*DATA RECORDS*.

------------------------

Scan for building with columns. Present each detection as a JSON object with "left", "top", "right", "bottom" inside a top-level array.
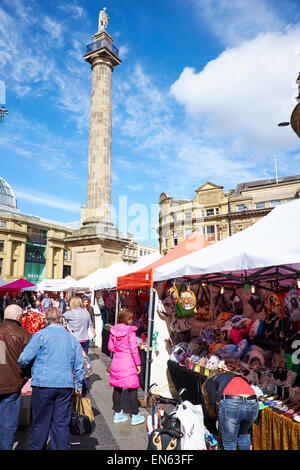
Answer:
[
  {"left": 158, "top": 175, "right": 300, "bottom": 254},
  {"left": 0, "top": 177, "right": 73, "bottom": 284}
]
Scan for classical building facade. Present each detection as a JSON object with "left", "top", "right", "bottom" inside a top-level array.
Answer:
[
  {"left": 122, "top": 237, "right": 159, "bottom": 265},
  {"left": 158, "top": 175, "right": 300, "bottom": 254},
  {"left": 0, "top": 178, "right": 73, "bottom": 284}
]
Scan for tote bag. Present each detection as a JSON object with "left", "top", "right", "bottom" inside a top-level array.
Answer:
[{"left": 70, "top": 395, "right": 93, "bottom": 436}]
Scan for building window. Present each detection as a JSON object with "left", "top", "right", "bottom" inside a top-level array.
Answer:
[
  {"left": 0, "top": 259, "right": 2, "bottom": 276},
  {"left": 237, "top": 204, "right": 247, "bottom": 212},
  {"left": 256, "top": 202, "right": 265, "bottom": 209},
  {"left": 206, "top": 208, "right": 214, "bottom": 217},
  {"left": 0, "top": 221, "right": 6, "bottom": 229},
  {"left": 0, "top": 240, "right": 4, "bottom": 252},
  {"left": 215, "top": 208, "right": 220, "bottom": 215},
  {"left": 63, "top": 265, "right": 71, "bottom": 278},
  {"left": 185, "top": 211, "right": 192, "bottom": 220},
  {"left": 185, "top": 228, "right": 192, "bottom": 239},
  {"left": 63, "top": 250, "right": 68, "bottom": 261},
  {"left": 172, "top": 230, "right": 178, "bottom": 247},
  {"left": 206, "top": 225, "right": 215, "bottom": 242},
  {"left": 201, "top": 209, "right": 205, "bottom": 218},
  {"left": 270, "top": 200, "right": 281, "bottom": 207}
]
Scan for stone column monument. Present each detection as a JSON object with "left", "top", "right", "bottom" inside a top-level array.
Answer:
[
  {"left": 82, "top": 7, "right": 121, "bottom": 227},
  {"left": 66, "top": 8, "right": 130, "bottom": 279}
]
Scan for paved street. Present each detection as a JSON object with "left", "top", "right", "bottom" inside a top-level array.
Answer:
[{"left": 13, "top": 348, "right": 150, "bottom": 451}]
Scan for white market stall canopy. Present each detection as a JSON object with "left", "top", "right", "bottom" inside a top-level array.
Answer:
[
  {"left": 72, "top": 262, "right": 129, "bottom": 291},
  {"left": 0, "top": 278, "right": 7, "bottom": 287},
  {"left": 36, "top": 275, "right": 76, "bottom": 292},
  {"left": 73, "top": 252, "right": 162, "bottom": 291},
  {"left": 154, "top": 199, "right": 300, "bottom": 287}
]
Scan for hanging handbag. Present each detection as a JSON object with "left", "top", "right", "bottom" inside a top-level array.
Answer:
[
  {"left": 169, "top": 283, "right": 196, "bottom": 319},
  {"left": 70, "top": 394, "right": 93, "bottom": 436}
]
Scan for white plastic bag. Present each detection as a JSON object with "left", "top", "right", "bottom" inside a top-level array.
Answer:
[{"left": 175, "top": 400, "right": 207, "bottom": 450}]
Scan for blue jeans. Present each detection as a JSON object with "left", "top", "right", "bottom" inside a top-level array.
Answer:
[
  {"left": 0, "top": 391, "right": 21, "bottom": 450},
  {"left": 30, "top": 387, "right": 73, "bottom": 450},
  {"left": 218, "top": 397, "right": 259, "bottom": 450}
]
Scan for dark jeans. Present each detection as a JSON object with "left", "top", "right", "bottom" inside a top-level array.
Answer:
[
  {"left": 113, "top": 387, "right": 139, "bottom": 415},
  {"left": 0, "top": 391, "right": 21, "bottom": 450},
  {"left": 218, "top": 397, "right": 259, "bottom": 450},
  {"left": 30, "top": 387, "right": 73, "bottom": 450},
  {"left": 80, "top": 341, "right": 89, "bottom": 397}
]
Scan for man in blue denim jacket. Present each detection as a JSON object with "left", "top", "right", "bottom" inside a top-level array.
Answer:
[{"left": 18, "top": 306, "right": 84, "bottom": 450}]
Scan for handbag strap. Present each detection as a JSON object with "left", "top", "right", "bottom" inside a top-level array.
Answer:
[{"left": 76, "top": 394, "right": 85, "bottom": 414}]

------------------------

*WORK REQUEST*. Write every line of the data out again exactly, leaving out all images.

*REPLY*.
Scan for building with columns. Present each detection as a JSON object with "left", "top", "right", "bottom" inside a top-level array.
Answer:
[
  {"left": 158, "top": 175, "right": 300, "bottom": 254},
  {"left": 0, "top": 177, "right": 73, "bottom": 284}
]
Scan for classical building facade. Present each detection as a JSON object with "left", "top", "right", "bottom" inside a top-level array.
Answer:
[
  {"left": 122, "top": 237, "right": 159, "bottom": 265},
  {"left": 158, "top": 175, "right": 300, "bottom": 254},
  {"left": 0, "top": 178, "right": 73, "bottom": 284}
]
Scan for tote bag. Present each detection as a JSON object with "left", "top", "right", "bottom" inside a top-level array.
Answer:
[{"left": 70, "top": 395, "right": 93, "bottom": 436}]
Scan for building window. Present each detection as a JSON object with "left", "top", "right", "bottom" inside a top-level array.
Answer:
[
  {"left": 0, "top": 259, "right": 2, "bottom": 276},
  {"left": 237, "top": 204, "right": 247, "bottom": 212},
  {"left": 256, "top": 202, "right": 265, "bottom": 209},
  {"left": 206, "top": 208, "right": 214, "bottom": 217},
  {"left": 0, "top": 221, "right": 6, "bottom": 229},
  {"left": 0, "top": 240, "right": 4, "bottom": 252},
  {"left": 215, "top": 208, "right": 220, "bottom": 215},
  {"left": 63, "top": 265, "right": 71, "bottom": 278},
  {"left": 185, "top": 211, "right": 192, "bottom": 220},
  {"left": 185, "top": 228, "right": 192, "bottom": 239},
  {"left": 63, "top": 250, "right": 68, "bottom": 261},
  {"left": 172, "top": 230, "right": 178, "bottom": 247},
  {"left": 206, "top": 225, "right": 215, "bottom": 242},
  {"left": 201, "top": 209, "right": 205, "bottom": 218},
  {"left": 270, "top": 200, "right": 281, "bottom": 207}
]
Scan for stone column monument. Present each detection as a JSON object with "left", "top", "right", "bottom" inside a top-level array.
Answer:
[
  {"left": 82, "top": 7, "right": 121, "bottom": 227},
  {"left": 66, "top": 8, "right": 130, "bottom": 279}
]
Scan for paved street. Present each detection as a JSON object with "left", "top", "right", "bottom" inside a top-level array.
Answer:
[{"left": 13, "top": 348, "right": 150, "bottom": 451}]
Scan for white market stall canopy. Present each detection as a JSON object with "left", "top", "right", "bottom" inside a top-level array.
Answer:
[
  {"left": 72, "top": 262, "right": 129, "bottom": 291},
  {"left": 0, "top": 278, "right": 7, "bottom": 287},
  {"left": 36, "top": 275, "right": 76, "bottom": 292},
  {"left": 73, "top": 252, "right": 162, "bottom": 291},
  {"left": 154, "top": 199, "right": 300, "bottom": 287}
]
Scan for hanging handbag. Present each detection as a JSON object with "left", "top", "right", "bottom" inside a top-level array.
Answer:
[
  {"left": 169, "top": 283, "right": 196, "bottom": 319},
  {"left": 70, "top": 394, "right": 93, "bottom": 436}
]
Scan for white plastic bag. Present each detection as a JSON object with "left", "top", "right", "bottom" inside a top-level array.
Answer:
[{"left": 175, "top": 400, "right": 207, "bottom": 450}]
Scan for blue jeans. Present each detection as a JSON object with "left", "top", "right", "bottom" inside a top-level array.
Answer:
[
  {"left": 0, "top": 391, "right": 21, "bottom": 450},
  {"left": 30, "top": 387, "right": 73, "bottom": 450},
  {"left": 218, "top": 397, "right": 259, "bottom": 450}
]
Scan for dark jeans. Present each detection as a JSON object with "left", "top", "right", "bottom" inside a top-level array.
Answer:
[
  {"left": 113, "top": 387, "right": 139, "bottom": 415},
  {"left": 0, "top": 391, "right": 21, "bottom": 450},
  {"left": 218, "top": 397, "right": 259, "bottom": 450},
  {"left": 30, "top": 387, "right": 73, "bottom": 450},
  {"left": 80, "top": 341, "right": 89, "bottom": 397}
]
Scan for man in blue denim jacket. Present each detection as a JSON object with "left", "top", "right", "bottom" inside a top-level array.
Answer:
[{"left": 18, "top": 306, "right": 84, "bottom": 450}]
Scan for handbag strap. Present each detection as a JSON object with "left", "top", "right", "bottom" inside a top-level array.
Answer:
[{"left": 76, "top": 394, "right": 85, "bottom": 414}]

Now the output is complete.